• **Exercise aim**:
What you return should match every record exactly, with the images removed.

• **Provided data**:
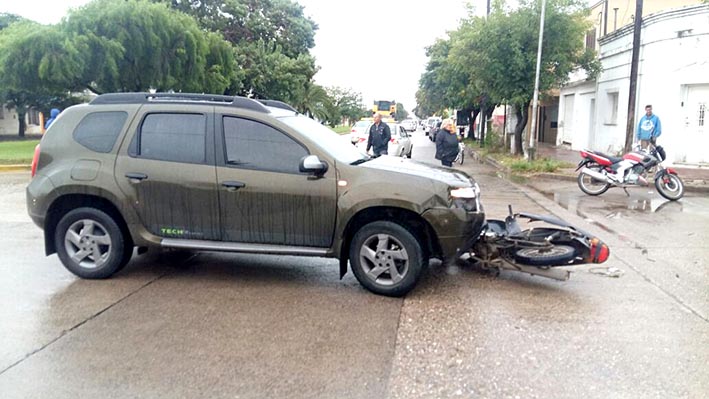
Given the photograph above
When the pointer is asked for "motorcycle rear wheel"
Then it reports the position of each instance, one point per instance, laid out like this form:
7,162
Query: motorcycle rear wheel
591,185
670,186
555,256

• **Written response**:
Given the photograph above
When the pointer is asked for "motorcycle rear wheel"
Then it reports the position of each instance, one point per instance, laid out like this form:
7,162
Query: motorcycle rear wheel
591,185
670,186
555,256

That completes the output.